GOAL: Put each line of the listing below into a numbered list, skipping blank lines and leaving out the pictures.

Boundary annotation records:

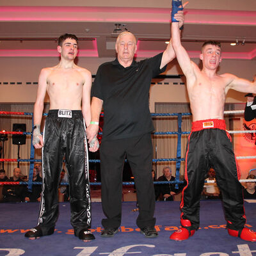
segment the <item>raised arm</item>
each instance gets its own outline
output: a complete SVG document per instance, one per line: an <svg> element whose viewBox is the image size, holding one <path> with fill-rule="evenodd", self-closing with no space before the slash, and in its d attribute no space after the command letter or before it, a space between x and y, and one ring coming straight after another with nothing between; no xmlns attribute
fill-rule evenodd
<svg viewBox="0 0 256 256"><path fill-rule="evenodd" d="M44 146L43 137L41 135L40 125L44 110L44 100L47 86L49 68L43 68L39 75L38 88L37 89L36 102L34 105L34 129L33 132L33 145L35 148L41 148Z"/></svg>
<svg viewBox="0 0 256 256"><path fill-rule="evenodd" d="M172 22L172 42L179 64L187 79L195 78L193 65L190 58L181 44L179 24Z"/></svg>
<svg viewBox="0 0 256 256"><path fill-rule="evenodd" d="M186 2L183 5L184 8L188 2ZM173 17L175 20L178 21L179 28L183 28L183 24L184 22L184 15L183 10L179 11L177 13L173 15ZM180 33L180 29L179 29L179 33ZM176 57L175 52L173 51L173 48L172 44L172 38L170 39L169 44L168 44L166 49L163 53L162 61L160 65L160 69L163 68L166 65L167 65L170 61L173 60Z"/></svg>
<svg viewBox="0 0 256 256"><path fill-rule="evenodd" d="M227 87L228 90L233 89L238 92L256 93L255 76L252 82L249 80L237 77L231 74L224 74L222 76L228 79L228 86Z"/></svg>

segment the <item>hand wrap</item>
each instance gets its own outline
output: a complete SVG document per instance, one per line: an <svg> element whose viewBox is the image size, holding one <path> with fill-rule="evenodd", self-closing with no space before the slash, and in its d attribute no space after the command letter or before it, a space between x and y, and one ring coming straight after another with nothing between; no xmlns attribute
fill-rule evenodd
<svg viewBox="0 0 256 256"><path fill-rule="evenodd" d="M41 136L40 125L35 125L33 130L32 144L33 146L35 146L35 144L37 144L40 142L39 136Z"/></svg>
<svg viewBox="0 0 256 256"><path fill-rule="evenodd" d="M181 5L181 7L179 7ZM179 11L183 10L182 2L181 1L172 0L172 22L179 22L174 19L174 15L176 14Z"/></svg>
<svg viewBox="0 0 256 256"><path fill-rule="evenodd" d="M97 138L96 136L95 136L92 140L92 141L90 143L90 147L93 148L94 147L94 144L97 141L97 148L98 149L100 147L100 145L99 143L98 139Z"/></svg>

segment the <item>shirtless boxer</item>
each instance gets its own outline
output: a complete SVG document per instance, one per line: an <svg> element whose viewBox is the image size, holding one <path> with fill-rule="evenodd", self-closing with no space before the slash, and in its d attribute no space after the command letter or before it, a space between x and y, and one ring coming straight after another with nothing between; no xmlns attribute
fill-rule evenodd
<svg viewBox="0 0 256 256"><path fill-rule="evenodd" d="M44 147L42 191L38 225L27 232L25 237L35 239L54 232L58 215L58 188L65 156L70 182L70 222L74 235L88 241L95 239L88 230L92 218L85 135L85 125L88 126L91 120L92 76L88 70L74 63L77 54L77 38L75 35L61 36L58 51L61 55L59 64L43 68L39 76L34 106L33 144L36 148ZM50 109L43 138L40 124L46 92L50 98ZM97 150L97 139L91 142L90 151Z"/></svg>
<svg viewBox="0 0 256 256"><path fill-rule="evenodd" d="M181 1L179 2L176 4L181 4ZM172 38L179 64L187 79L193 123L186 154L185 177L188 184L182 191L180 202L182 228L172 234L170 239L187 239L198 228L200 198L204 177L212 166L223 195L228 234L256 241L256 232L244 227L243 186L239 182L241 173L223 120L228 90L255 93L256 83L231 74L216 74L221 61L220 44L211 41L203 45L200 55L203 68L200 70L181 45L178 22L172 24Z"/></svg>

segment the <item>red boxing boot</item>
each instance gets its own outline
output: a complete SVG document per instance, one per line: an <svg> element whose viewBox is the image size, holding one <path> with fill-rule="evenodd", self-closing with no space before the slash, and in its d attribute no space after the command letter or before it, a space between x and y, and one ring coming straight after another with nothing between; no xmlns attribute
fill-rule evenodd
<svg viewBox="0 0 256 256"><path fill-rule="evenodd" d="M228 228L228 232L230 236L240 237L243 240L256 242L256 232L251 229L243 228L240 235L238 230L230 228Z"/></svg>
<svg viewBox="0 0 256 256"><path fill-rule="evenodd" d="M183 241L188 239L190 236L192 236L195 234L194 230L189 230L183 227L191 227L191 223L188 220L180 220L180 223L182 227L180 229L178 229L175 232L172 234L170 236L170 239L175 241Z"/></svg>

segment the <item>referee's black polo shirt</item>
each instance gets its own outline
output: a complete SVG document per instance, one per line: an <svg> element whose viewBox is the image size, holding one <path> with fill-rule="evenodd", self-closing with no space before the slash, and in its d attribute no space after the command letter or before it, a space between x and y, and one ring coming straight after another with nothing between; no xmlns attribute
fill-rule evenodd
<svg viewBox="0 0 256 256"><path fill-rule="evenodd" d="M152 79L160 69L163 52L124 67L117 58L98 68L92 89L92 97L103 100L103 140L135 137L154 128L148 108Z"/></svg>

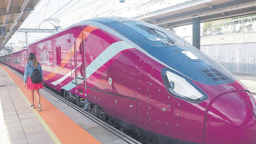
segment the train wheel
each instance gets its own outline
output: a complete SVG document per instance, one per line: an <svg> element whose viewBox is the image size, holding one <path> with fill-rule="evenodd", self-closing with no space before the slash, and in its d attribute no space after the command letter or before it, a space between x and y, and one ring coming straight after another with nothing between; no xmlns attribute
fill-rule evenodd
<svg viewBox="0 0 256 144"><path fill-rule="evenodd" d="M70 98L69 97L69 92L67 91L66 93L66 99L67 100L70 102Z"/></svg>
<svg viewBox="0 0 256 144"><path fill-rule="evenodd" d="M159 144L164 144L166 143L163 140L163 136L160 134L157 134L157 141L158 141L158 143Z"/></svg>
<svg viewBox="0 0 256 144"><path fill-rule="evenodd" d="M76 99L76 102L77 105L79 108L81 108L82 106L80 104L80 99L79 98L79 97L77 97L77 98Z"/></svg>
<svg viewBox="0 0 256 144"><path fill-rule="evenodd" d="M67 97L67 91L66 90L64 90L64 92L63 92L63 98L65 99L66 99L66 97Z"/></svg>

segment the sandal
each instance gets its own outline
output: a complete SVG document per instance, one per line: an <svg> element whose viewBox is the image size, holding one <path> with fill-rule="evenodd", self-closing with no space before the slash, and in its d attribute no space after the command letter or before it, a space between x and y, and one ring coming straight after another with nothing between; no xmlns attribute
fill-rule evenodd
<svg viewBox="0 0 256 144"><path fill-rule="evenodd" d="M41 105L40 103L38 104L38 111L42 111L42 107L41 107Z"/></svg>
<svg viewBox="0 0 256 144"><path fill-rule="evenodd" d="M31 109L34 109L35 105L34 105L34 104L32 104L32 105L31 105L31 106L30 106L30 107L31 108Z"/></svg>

RESULT:
1. segment the <item>raised arm</item>
2. each instance gets its own outline
3. output: a complete SVG document per instance, one per line: an <svg> element whose viewBox is the image size, holding one <path> with fill-rule="evenodd", self-closing with no space before the slash, and in its d attribute no space after the command letter or before it, a space between x and y, and one ring coming straight after another with nothing between; no xmlns attribute
4. fill-rule evenodd
5. <svg viewBox="0 0 256 256"><path fill-rule="evenodd" d="M44 146L43 137L41 135L40 125L44 110L44 100L47 86L49 68L43 68L39 75L38 88L37 89L36 102L34 105L34 129L33 132L33 145L35 148L41 148Z"/></svg>
6. <svg viewBox="0 0 256 256"><path fill-rule="evenodd" d="M172 22L172 42L179 64L187 79L195 78L193 65L190 58L181 44L179 24Z"/></svg>
7. <svg viewBox="0 0 256 256"><path fill-rule="evenodd" d="M186 2L183 5L184 8L188 2ZM173 17L175 20L178 21L179 28L183 28L183 24L184 22L184 15L183 10L179 11L177 13L173 15ZM180 33L180 29L179 29L179 33ZM176 57L175 52L173 51L173 48L172 44L172 38L170 39L169 44L168 44L166 49L163 53L162 61L160 65L160 69L163 68L166 65L167 65L170 61L173 60Z"/></svg>
8. <svg viewBox="0 0 256 256"><path fill-rule="evenodd" d="M227 87L228 90L233 89L238 92L256 93L255 76L252 82L249 80L237 77L231 74L224 74L222 76L228 79L228 86Z"/></svg>
9. segment the <item>hand wrap</item>
10. each instance gets its own outline
11. output: a complete SVG document per instance, one per line: an <svg> element whose viewBox is the image size, holding one <path> with fill-rule="evenodd", self-closing with no space before the slash, and in its d attribute no space after the command letter or before it, a space between x and y, and one ring coming straight after another with nothing between; no xmlns attribute
12. fill-rule evenodd
13. <svg viewBox="0 0 256 256"><path fill-rule="evenodd" d="M41 136L40 125L35 125L33 130L32 144L33 146L35 146L35 144L37 144L40 142L39 136Z"/></svg>
14. <svg viewBox="0 0 256 256"><path fill-rule="evenodd" d="M181 5L181 7L179 7ZM179 11L183 10L182 2L181 1L172 0L172 22L179 22L174 19L174 15L176 14Z"/></svg>
15. <svg viewBox="0 0 256 256"><path fill-rule="evenodd" d="M97 138L96 136L95 136L92 140L92 141L90 143L90 147L93 148L94 147L94 144L97 141L97 148L98 149L100 147L100 145L99 143L98 139Z"/></svg>
16. segment the <item>shirtless boxer</item>
17. each instance gets its own outline
18. output: a complete SVG document per instance, one per line: an <svg> element whose viewBox is the image size, holding one <path> with fill-rule="evenodd", self-closing with no space before the slash, and in its d attribute no space after the command letter or before it, a space between x and y, and one ring coming straight after another with nothing between; no xmlns attribute
19. fill-rule evenodd
20. <svg viewBox="0 0 256 256"><path fill-rule="evenodd" d="M44 147L42 191L38 225L27 232L25 237L35 239L54 232L58 215L58 188L65 156L70 182L70 222L74 235L88 241L95 239L88 230L92 218L85 135L85 125L88 126L91 120L92 76L88 70L74 63L77 54L77 38L75 35L61 36L58 51L61 55L59 64L43 68L39 76L34 106L33 144L36 148ZM50 109L43 138L40 124L46 92L50 98ZM97 150L97 139L91 142L90 151Z"/></svg>
21. <svg viewBox="0 0 256 256"><path fill-rule="evenodd" d="M181 1L179 2L176 4L181 4ZM172 38L179 64L187 79L193 123L186 154L185 177L188 184L182 191L180 202L182 228L172 234L170 239L187 239L198 228L200 198L204 177L212 166L223 195L228 234L256 241L256 232L244 227L243 186L239 182L241 173L223 120L228 90L255 93L256 83L231 74L216 74L221 61L220 44L211 41L203 45L200 55L203 68L200 70L181 45L178 22L172 24Z"/></svg>
22. segment the <item>red boxing boot</item>
23. each instance gets its own outline
24. output: a complete SVG document per instance, one per line: an <svg> element whose viewBox is the image size, holding one <path> with fill-rule="evenodd", self-closing with no space before the slash, and in its d attribute no space after the command letter or before it, a space between x and y, and one ring coming straight after another with nothing between; no xmlns attribute
25. fill-rule evenodd
26. <svg viewBox="0 0 256 256"><path fill-rule="evenodd" d="M228 228L228 232L230 236L240 237L243 240L256 242L256 232L251 229L243 228L240 235L238 230L230 228Z"/></svg>
27. <svg viewBox="0 0 256 256"><path fill-rule="evenodd" d="M183 241L188 239L190 236L192 236L195 234L194 230L189 230L183 227L191 227L191 223L188 220L180 220L180 223L182 227L180 229L178 229L175 232L172 234L170 236L170 239L175 241Z"/></svg>
28. segment the <item>referee's black polo shirt</item>
29. each instance gets its own outline
30. output: a complete SVG document per instance, one per line: an <svg> element whose viewBox is the image size, holding one <path> with fill-rule="evenodd", self-closing with no space before the slash, and in its d attribute no space after the command letter or before it, a space between x and y, and one ring coming straight after another with nothing between; no xmlns attribute
31. fill-rule evenodd
32. <svg viewBox="0 0 256 256"><path fill-rule="evenodd" d="M152 79L160 69L163 52L124 67L117 58L98 68L92 89L92 97L103 100L103 140L135 137L154 128L148 108Z"/></svg>
33. segment the train wheel
34. each instance gets its own outline
35. output: a complete SVG document per instance, one per line: an <svg> element whose viewBox is the image size, holding one <path> with fill-rule="evenodd", self-closing with no space before the slash, and in its d attribute no space after the command letter or before it, a space between x and y, and one ring coming straight after another with nothing between; no xmlns attribute
36. fill-rule evenodd
37. <svg viewBox="0 0 256 144"><path fill-rule="evenodd" d="M70 98L69 97L69 92L67 91L66 93L66 99L67 100L70 102Z"/></svg>
38. <svg viewBox="0 0 256 144"><path fill-rule="evenodd" d="M159 144L164 144L166 143L163 140L163 136L160 134L157 134L157 141L158 141L158 143Z"/></svg>
39. <svg viewBox="0 0 256 144"><path fill-rule="evenodd" d="M76 99L76 102L77 105L79 108L81 108L82 106L80 104L80 99L79 98L79 97L77 97L77 98Z"/></svg>
40. <svg viewBox="0 0 256 144"><path fill-rule="evenodd" d="M67 97L67 91L66 90L64 90L64 92L63 92L63 98L65 99L66 99L66 97Z"/></svg>
41. segment the sandal
42. each instance gets its own outline
43. output: a complete SVG document per instance, one per line: an <svg> element whose viewBox is the image size, holding one <path> with fill-rule="evenodd", self-closing with no space before the slash, and in its d attribute no space after the command letter or before it, a space between x and y, and one ring coming straight after another with nothing between; no xmlns attribute
44. fill-rule evenodd
45. <svg viewBox="0 0 256 144"><path fill-rule="evenodd" d="M41 105L40 103L38 104L38 111L42 111L42 107L41 107Z"/></svg>
46. <svg viewBox="0 0 256 144"><path fill-rule="evenodd" d="M31 109L34 109L35 105L34 105L34 104L32 104L32 105L31 105L31 106L30 106L30 107L31 108Z"/></svg>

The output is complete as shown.